__REQUIRED WORK__
1 - Based on the Wyrd Sisters article, decide whether each statement agrees with it. Answer yes or no for each, and quote the deciding words of the text.
(a) The stage adaptation of Wyrd Sisters was written by Stephen Briggs.
(b) The Phnom Penh Players staged Macbeth earlier in the year.
(c) Granny believes people should be given what they want.
2 - In the Wyrd Sisters article, shorten the paragraph that begins "Granny (played by Noreen Crowley)" and keep its main facts.
3 - Carry on the Wyrd Sisters article from its final sentence.

The Phnom Penh Players theatre troupe is back this Friday with a stage adaptation of Wyrd Sisters, Terry Pratchett’s 1988 parodic reimagining of Macbeth.

The production is a comedy, adapted for the stage by writer Stephen Briggs, which turns Shakespearean tragedy Macbeth on its head. In this version of the classic tale of a murdered king, a treasonous duke and duchess and a kingdom in peril, it’s up to a ragtag coven of witches – Granny Weatherwax, Nanny Ogg and Magrat Garlick – to save the land.

Director Kevan Stuart, a massive fan of the sci-fi writer Pratchett, says Wyrd Sisters seemed fitting as a twisted story around Macbeth, which the Phnom Penh Players is preparing to stage later in the year.

Describing the characters as “fascinating”, he says he especially enjoys the reinterpretation of the witches, who are presented as evil in Macbeth, whereas “[in Wyrd Sisters] the witches are portrayed as evil [by the duke and duchess] but they are not”.

Granny (played by Noreen Crowley) is the most powerful witch in the land, who “tends to regard others as naughty schoolchildren”. Like a strict but well-meaning teacher, she believes that people should be given what they need and not what they want. She has no qualms about “practising psychology on [others] to get them to do what she wants” for the good of the country.

“Granny never lets on when she doesn’t know something. She’s got this cool way of being sure about herself,” Crowley says.

__DATA LISTING__

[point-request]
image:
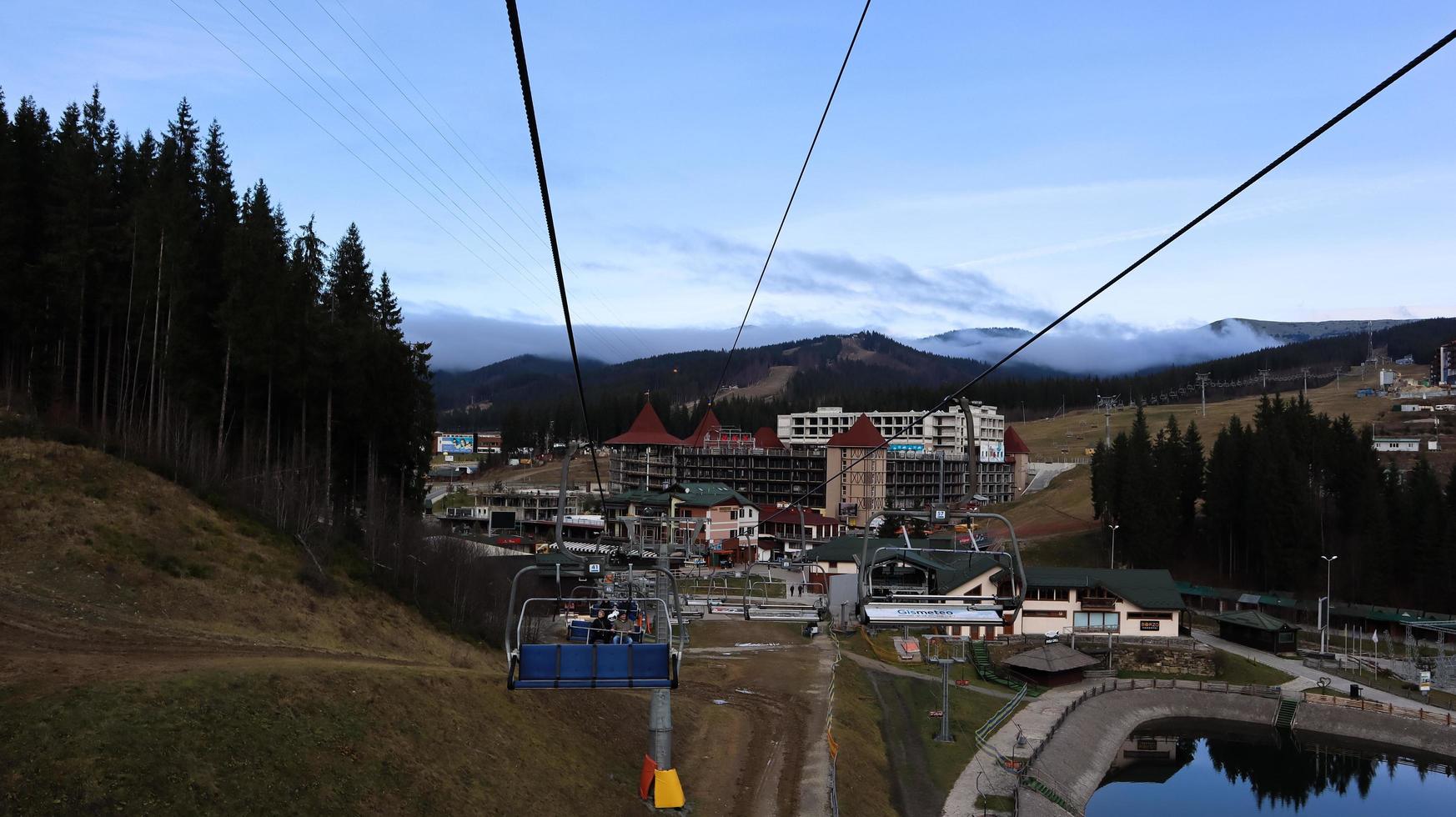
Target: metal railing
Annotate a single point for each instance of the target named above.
(1430, 717)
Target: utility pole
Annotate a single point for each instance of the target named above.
(1323, 621)
(660, 709)
(1107, 403)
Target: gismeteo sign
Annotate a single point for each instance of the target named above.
(936, 614)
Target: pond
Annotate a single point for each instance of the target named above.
(1196, 770)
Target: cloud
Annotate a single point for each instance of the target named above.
(460, 339)
(1107, 347)
(851, 282)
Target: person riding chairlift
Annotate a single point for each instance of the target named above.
(600, 628)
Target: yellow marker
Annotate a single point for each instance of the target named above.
(667, 789)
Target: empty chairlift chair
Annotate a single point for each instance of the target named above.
(756, 606)
(642, 664)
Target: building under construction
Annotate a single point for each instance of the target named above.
(769, 471)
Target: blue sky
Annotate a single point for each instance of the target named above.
(983, 165)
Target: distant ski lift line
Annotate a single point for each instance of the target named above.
(1157, 248)
(519, 44)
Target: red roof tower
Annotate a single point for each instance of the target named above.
(647, 430)
(862, 434)
(1014, 443)
(705, 425)
(766, 439)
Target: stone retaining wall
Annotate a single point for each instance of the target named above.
(1175, 661)
(1077, 756)
(1175, 657)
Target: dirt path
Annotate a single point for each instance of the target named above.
(900, 672)
(749, 713)
(915, 789)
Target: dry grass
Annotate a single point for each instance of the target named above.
(1082, 429)
(1062, 507)
(162, 657)
(115, 545)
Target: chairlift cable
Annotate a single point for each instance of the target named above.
(1147, 255)
(790, 206)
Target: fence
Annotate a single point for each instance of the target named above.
(1444, 719)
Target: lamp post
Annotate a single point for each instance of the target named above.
(1323, 631)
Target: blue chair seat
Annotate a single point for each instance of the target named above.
(595, 666)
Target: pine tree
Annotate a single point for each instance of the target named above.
(388, 308)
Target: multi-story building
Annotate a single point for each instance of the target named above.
(935, 459)
(980, 439)
(712, 510)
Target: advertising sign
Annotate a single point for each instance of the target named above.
(929, 614)
(456, 444)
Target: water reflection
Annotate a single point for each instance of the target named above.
(1192, 769)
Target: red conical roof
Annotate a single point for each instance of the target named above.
(1014, 443)
(766, 439)
(862, 434)
(705, 425)
(647, 430)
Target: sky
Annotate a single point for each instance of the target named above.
(983, 165)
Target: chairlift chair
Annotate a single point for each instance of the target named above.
(647, 664)
(919, 606)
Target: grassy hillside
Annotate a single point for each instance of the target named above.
(1081, 430)
(162, 657)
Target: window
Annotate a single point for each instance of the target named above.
(1047, 593)
(1098, 622)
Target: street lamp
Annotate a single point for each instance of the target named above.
(1323, 631)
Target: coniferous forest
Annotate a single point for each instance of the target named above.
(183, 322)
(1276, 494)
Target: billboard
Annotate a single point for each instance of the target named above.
(454, 444)
(934, 614)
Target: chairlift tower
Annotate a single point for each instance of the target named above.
(946, 651)
(1107, 405)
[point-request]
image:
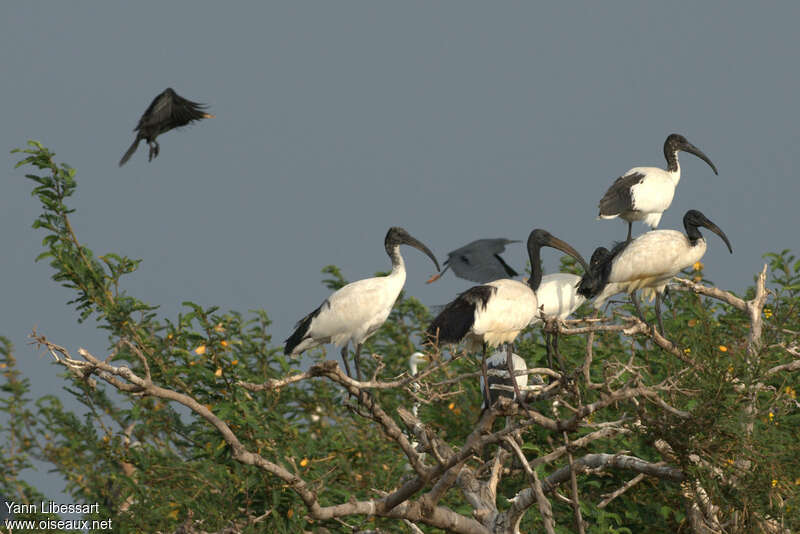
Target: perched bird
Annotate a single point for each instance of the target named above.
(167, 111)
(649, 262)
(356, 311)
(495, 313)
(479, 261)
(644, 193)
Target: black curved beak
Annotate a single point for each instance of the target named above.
(716, 229)
(567, 249)
(690, 148)
(417, 244)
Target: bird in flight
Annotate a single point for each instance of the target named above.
(166, 112)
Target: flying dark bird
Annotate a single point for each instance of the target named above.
(479, 261)
(167, 111)
(356, 311)
(650, 261)
(644, 193)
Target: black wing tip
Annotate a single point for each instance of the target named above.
(300, 331)
(455, 321)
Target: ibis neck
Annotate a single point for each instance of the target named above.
(536, 267)
(398, 265)
(673, 166)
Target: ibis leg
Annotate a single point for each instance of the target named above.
(344, 359)
(658, 313)
(486, 397)
(357, 359)
(635, 301)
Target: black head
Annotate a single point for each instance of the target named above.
(596, 278)
(694, 219)
(542, 238)
(677, 142)
(399, 236)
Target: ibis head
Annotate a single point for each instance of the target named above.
(693, 219)
(676, 142)
(399, 236)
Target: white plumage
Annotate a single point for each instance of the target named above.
(558, 296)
(357, 310)
(495, 313)
(651, 260)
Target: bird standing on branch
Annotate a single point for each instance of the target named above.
(644, 193)
(166, 112)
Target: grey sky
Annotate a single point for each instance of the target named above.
(337, 120)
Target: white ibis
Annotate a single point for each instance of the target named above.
(649, 262)
(495, 313)
(479, 261)
(356, 311)
(644, 193)
(167, 111)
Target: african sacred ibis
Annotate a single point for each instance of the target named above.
(167, 111)
(495, 313)
(357, 310)
(649, 262)
(644, 193)
(479, 261)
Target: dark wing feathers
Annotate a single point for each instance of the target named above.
(455, 321)
(618, 198)
(596, 278)
(301, 329)
(167, 111)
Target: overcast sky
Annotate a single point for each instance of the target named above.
(456, 120)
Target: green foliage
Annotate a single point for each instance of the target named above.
(155, 465)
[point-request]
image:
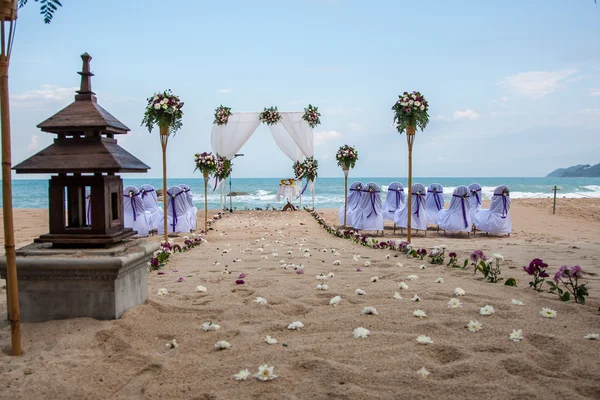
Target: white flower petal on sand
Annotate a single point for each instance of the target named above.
(222, 345)
(548, 313)
(265, 373)
(422, 339)
(515, 335)
(242, 375)
(592, 336)
(270, 340)
(423, 372)
(335, 301)
(487, 310)
(209, 326)
(296, 325)
(361, 333)
(474, 326)
(260, 300)
(454, 303)
(201, 289)
(369, 311)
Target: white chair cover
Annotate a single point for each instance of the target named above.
(419, 217)
(135, 215)
(434, 202)
(178, 210)
(370, 217)
(394, 200)
(496, 219)
(457, 217)
(475, 199)
(354, 195)
(148, 195)
(193, 209)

__ACTIVITY ANSWERS__
1 -
(a) Yes: "adapted for the stage by writer Stephen Briggs"
(b) No: "which the Phnom Penh Players is preparing to stage later in the year"
(c) No: "she believes that people should be given what they need and not what they want"

2 - Granny, played by Noreen Crowley, is the most powerful witch in the land and treats others like naughty schoolchildren. Like a strict but well-meaning teacher, she thinks people should get what they need rather than what they want. For the country's good, she readily uses psychology on others to get them to do what she wants.

3 -
Nanny (played by Alli Bukys) is the good-hearted but self-centred matriarch of her tribe, more “concerned about her next drink and where her next meal is coming” until the world goes to pieces and she whips into action. Magrat (Paula Willis), fresh out of her apprenticeship, is the naïve young one of the three. She has a penchant for the dramatics associated with being a witch, such as gothic style, occult jewellery and banishing demons. With her own set of romantic but impractical ideals of how a witch should be, she is disappointed by the reality of her overly pragmatic fellow witches.

“When Magrat is annoyed, she stamps and flounces off,” Willis says. “[It’s like being] a teenager again without all the other emotional baggage that actually comes with it.”

With a cast of 19 playing 31 characters, Stuart advises theatre-goers to take note of recurring actors who come back as minor characters with one-liners. “Often those lines are the funniest in the entire scene, or the most important,” he says.

“It’s really very funny, if you’ve got a British dry sense of humour.”

Wyrd Sisters will be showing tonight and Saturday at the Department of Performing Arts, Street 173, at 7pm and March 3-4. Tickets cost $10 and are available at Box Office, Showbox, Eleven One Kitchen and Tusk. All proceeds go to OIC Cambodia, an organisation dedicated to speech therapy in Cambodia.